> **Activity**: Repeat the listing exactly. The images do not belong in the copy.

┏━━

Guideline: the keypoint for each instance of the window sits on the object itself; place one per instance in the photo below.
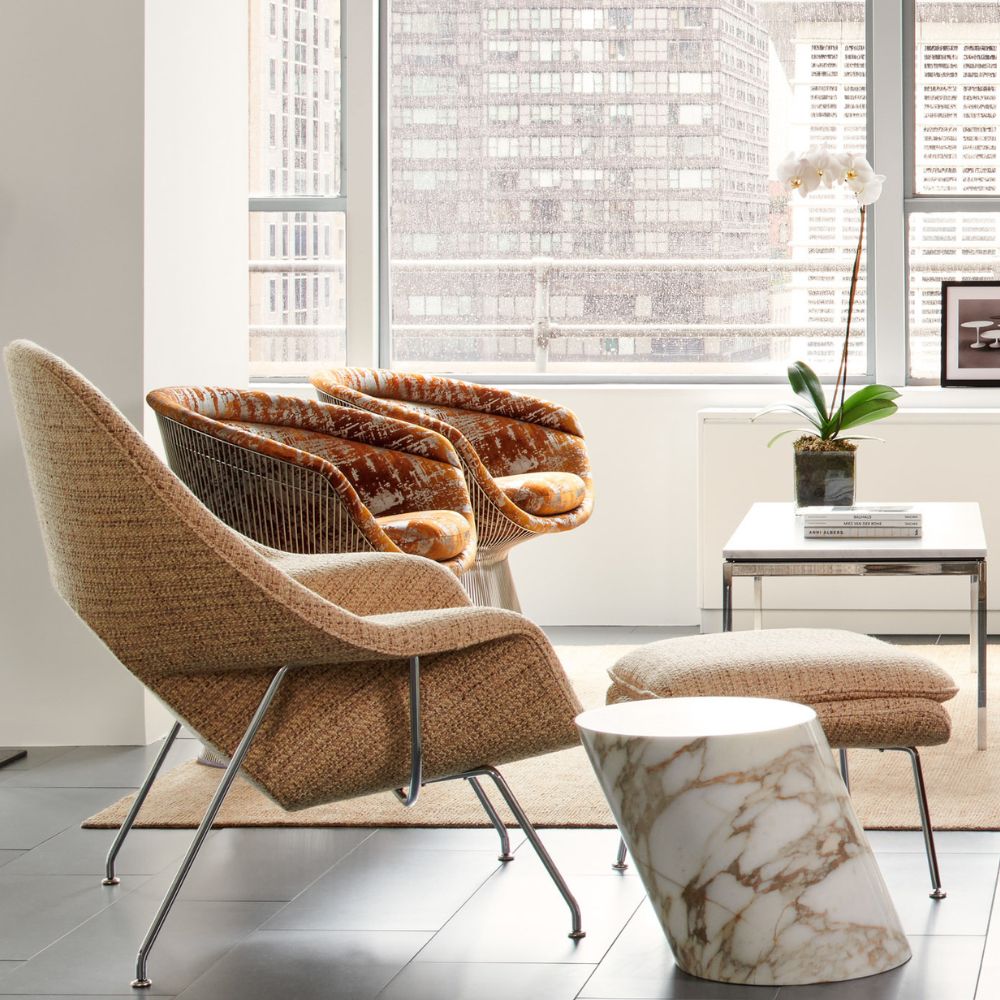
(956, 155)
(295, 183)
(623, 221)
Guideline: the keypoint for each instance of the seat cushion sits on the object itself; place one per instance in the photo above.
(436, 534)
(542, 493)
(866, 693)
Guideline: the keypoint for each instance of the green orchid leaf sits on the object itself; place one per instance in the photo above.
(789, 408)
(791, 430)
(867, 393)
(874, 409)
(805, 383)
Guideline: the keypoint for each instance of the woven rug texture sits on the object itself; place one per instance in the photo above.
(560, 790)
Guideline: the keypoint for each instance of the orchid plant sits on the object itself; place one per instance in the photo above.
(805, 173)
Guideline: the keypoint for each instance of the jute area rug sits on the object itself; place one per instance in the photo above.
(560, 790)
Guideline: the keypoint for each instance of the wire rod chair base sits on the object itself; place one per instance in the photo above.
(494, 817)
(620, 864)
(141, 980)
(110, 878)
(548, 864)
(491, 586)
(409, 796)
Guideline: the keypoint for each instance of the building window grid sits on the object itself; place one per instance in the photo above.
(294, 323)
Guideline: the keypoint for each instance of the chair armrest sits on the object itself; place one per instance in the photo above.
(373, 583)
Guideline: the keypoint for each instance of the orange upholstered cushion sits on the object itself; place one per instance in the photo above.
(542, 493)
(436, 534)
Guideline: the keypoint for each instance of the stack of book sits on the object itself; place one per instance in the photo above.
(862, 521)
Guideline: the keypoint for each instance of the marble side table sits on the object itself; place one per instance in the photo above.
(745, 839)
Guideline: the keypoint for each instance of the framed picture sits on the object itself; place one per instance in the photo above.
(970, 333)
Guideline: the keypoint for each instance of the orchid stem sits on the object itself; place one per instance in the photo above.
(841, 382)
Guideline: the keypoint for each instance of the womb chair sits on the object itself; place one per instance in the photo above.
(524, 459)
(302, 476)
(322, 677)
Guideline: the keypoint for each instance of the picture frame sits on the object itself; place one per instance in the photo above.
(970, 333)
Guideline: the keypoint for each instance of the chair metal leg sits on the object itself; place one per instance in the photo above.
(408, 797)
(543, 855)
(110, 878)
(498, 823)
(925, 822)
(843, 768)
(141, 980)
(621, 864)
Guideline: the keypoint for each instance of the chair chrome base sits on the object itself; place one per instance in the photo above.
(491, 585)
(408, 797)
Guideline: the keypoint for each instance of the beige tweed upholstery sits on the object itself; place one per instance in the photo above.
(204, 618)
(866, 693)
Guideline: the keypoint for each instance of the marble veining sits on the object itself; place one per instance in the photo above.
(751, 853)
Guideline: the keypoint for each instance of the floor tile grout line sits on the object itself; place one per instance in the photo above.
(613, 942)
(986, 938)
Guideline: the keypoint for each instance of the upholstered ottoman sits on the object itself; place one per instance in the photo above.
(865, 692)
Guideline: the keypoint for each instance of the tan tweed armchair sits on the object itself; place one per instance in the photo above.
(323, 677)
(524, 458)
(303, 476)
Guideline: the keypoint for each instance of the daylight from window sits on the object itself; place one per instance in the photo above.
(297, 307)
(587, 188)
(957, 153)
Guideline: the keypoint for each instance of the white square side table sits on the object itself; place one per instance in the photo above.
(769, 542)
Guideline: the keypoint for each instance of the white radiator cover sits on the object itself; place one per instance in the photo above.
(927, 454)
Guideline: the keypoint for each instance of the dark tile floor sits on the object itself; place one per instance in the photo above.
(401, 914)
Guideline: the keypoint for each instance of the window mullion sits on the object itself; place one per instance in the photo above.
(887, 241)
(361, 127)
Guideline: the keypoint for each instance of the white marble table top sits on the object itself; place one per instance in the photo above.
(695, 718)
(773, 531)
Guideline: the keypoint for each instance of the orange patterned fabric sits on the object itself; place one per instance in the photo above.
(436, 534)
(496, 433)
(545, 493)
(379, 467)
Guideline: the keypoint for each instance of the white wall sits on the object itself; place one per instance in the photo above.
(71, 279)
(133, 116)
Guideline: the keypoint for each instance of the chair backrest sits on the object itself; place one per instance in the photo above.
(168, 587)
(450, 393)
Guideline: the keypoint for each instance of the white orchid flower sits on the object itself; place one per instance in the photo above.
(796, 173)
(857, 173)
(825, 164)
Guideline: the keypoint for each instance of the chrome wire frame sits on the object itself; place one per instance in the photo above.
(274, 502)
(488, 582)
(142, 981)
(937, 892)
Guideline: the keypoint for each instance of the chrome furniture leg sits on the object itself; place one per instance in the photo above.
(503, 788)
(141, 980)
(843, 768)
(925, 821)
(727, 597)
(409, 796)
(621, 864)
(979, 650)
(498, 823)
(110, 878)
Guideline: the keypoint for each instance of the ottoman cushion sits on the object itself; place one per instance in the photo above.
(866, 693)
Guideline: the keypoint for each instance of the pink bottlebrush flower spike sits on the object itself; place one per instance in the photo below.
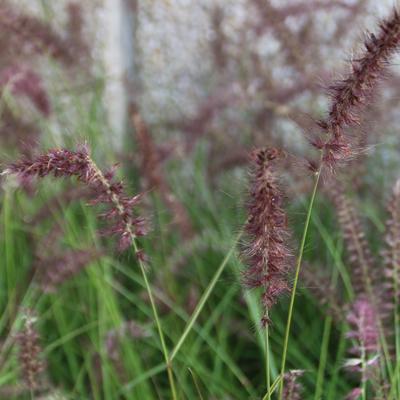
(29, 353)
(267, 253)
(354, 91)
(66, 163)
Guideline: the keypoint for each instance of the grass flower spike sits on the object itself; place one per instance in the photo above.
(267, 252)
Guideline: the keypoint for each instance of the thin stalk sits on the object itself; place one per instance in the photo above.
(267, 362)
(296, 278)
(158, 323)
(272, 388)
(203, 301)
(363, 377)
(115, 200)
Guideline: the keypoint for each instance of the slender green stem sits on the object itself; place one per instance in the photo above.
(158, 324)
(296, 278)
(272, 388)
(203, 300)
(267, 361)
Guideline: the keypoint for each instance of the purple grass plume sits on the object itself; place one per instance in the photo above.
(266, 252)
(354, 92)
(292, 388)
(364, 332)
(30, 351)
(106, 191)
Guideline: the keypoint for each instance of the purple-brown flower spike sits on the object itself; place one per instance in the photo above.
(66, 163)
(267, 253)
(354, 91)
(29, 353)
(292, 389)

┗━━

> **Answer for this exercise**:
Guideline: the keypoint for each instance of the window sits on the object itself; place one per instance in the photo below.
(956, 155)
(295, 183)
(623, 221)
Guideline: the keypoint for each instance of the seat cushion sits on the object itself; place one per instance in the photo above.
(436, 534)
(542, 493)
(866, 693)
Guideline: the keypoint for each instance of the green orchid leaf sits on the object itself; place one per instance in the photo above.
(789, 408)
(791, 430)
(867, 393)
(874, 409)
(805, 383)
Guideline: the keypoint for each instance of the woven rug texture sits on the object itself; place one per instance in the photo above.
(560, 790)
Guideline: the keypoint for each instance of the orchid plant sits on the object itself; place one per instance in the photo above.
(805, 173)
Guideline: the keypoint for each instance of the jute area rug sits on the object itself; place one per instance in the photo above.
(560, 790)
Guideline: the keypoint for each instance of the wire rod chair base sits on the object itself; place one per instance in the photo above.
(494, 817)
(620, 864)
(141, 980)
(110, 878)
(548, 864)
(491, 586)
(409, 796)
Guideline: the keypoint for each instance of the building window grid sits on the object itself; place one per instance in the photo above.
(294, 323)
Guideline: the keypoint for each instance of the chair armrest sits on the object itself; place one per instance in the photo above.
(373, 583)
Guideline: the keypoint for each instance of the orange upholstered cushion sits on the object itself; place one per instance in the photo above.
(542, 493)
(436, 534)
Guideline: the keypoint for each instance of the stack of book sits on the object itself; place one per instance in the photo above.
(862, 521)
Guideline: the keypoint for each instance of the marble side table sits on the object itself; place one per instance in the photo above.
(745, 839)
Guideline: the keypoint for each instance of the framed picture sits on the object itself; place one per instance in the photo above.
(970, 333)
Guideline: the keypoint for each instance of the orchid stem sits on the object itself; place one per instance in the photo above.
(841, 382)
Guideline: the keypoint for each instance of the womb chair sits on the object itself; place one per instance in the photo above.
(524, 459)
(302, 476)
(322, 677)
Guideline: the keypoint for each instance of the picture frame sits on the object itself; place one per instance in the photo above.
(970, 333)
Guideline: the keypoint for each instance of the chair metal leg sits on the object itself; place one per instance in the photo above.
(408, 797)
(543, 855)
(110, 878)
(498, 823)
(925, 822)
(843, 768)
(141, 980)
(621, 864)
Guideline: the keypoint for each instance of the chair chrome base sits on the object itself; place one per instance in the photo above.
(491, 585)
(408, 797)
Guideline: the keypoint for each instance of the beige tweed upholstery sits on the object itself; place one per instance in the photo above.
(204, 618)
(866, 693)
Guideline: the keypoint for each instance of the marble veining sits on the object itself; place one per instance in the photo above.
(751, 853)
Guideline: the keypoint for each instance of the floor tile grout line sits on the object itself; place one per instance in the photo above.
(613, 942)
(986, 938)
Guideline: the keypoint for each instance of the upholstered ottoman sits on the object itself; place one per instance in the photo above.
(865, 692)
Guideline: the keypoint for each instance of the tan tweed armchair sits on the object itself; place one per instance in the photo above.
(323, 677)
(524, 458)
(303, 476)
Guideline: the keypoint for each instance of the daylight from window sits on the object itself; place one per instance in the photo above.
(297, 307)
(587, 188)
(957, 153)
Guideline: the keypoint for each instance of the white square side table sits on the object itself; place one per instance in the photo above.
(769, 542)
Guideline: the keypoint for each instance of the white radiator cover sits on the object itself; place one per instance in the photo above.
(927, 454)
Guideline: the keypoint for each instance of the dark tile floor sits on the object itself; place one per instance in the photo above.
(401, 914)
Guideline: the keypoint for each instance of the window mullion sits on the object itself; place one per instance in the photo above.
(887, 241)
(361, 127)
Guideline: the keypoint for each instance of the white marble table top sits on the object itself; place one per instance in the photo above.
(695, 718)
(773, 531)
Guideline: the keypoint for each instance of the orange patterned fabric sits on the object itself; place one per instance in the photo above.
(436, 534)
(496, 433)
(545, 493)
(379, 467)
Guideline: the keypoint for each instance of the white wall sits on the object itself; place one per instance in the photo above.
(71, 279)
(133, 116)
Guideline: the keypoint for each instance of the chair backrest sits on the object itself; place one per instance in the photo above.
(168, 587)
(450, 393)
Guideline: the keypoint for each instance of the white orchid flower sits on the object itself; place one per instance in the photo above.
(796, 173)
(857, 173)
(825, 164)
Guideline: the keypoint for each instance of the chrome wire frame sits on the object itself; place one per instance in the photo above.
(274, 502)
(488, 582)
(142, 981)
(937, 892)
Guideline: the keypoint for each instance of the chrome furniture leg sits on the object itself; place one per instance in the photo above.
(503, 788)
(141, 980)
(843, 768)
(925, 821)
(727, 597)
(409, 796)
(621, 864)
(979, 650)
(498, 823)
(110, 878)
Guideline: the keypoint for each instance of the ottoman cushion sits on the object itself; place one per instance in the photo above.
(866, 693)
Guideline: the keypoint for each instance of the pink bottlebrush flower spike sits on the object itself; place one per instance in the photo below.
(29, 353)
(267, 253)
(354, 91)
(66, 163)
Guideline: the keypoint for each instance of the grass flower spike sits on the object itself; place one per instance in the photo above.
(267, 252)
Guideline: the keypoint for each instance of the thin stalk sits on the object itself; place one per instance in the photo above.
(267, 362)
(296, 278)
(158, 323)
(272, 388)
(203, 301)
(363, 377)
(115, 200)
Guideline: the keypoint for each instance of the slender green stem sits on the object itself; place one per instance in the photo above.
(158, 324)
(296, 278)
(272, 388)
(203, 300)
(267, 361)
Guideline: the keypoint for each instance of the purple grass plume sits on the object itself; place one per instance in the photo above.
(266, 252)
(354, 92)
(292, 388)
(364, 332)
(30, 351)
(106, 191)
Guideline: the keypoint for each instance of the purple-brown flower spike sits on the object itself; place one per instance in the photo above.
(66, 163)
(267, 253)
(354, 91)
(29, 353)
(292, 389)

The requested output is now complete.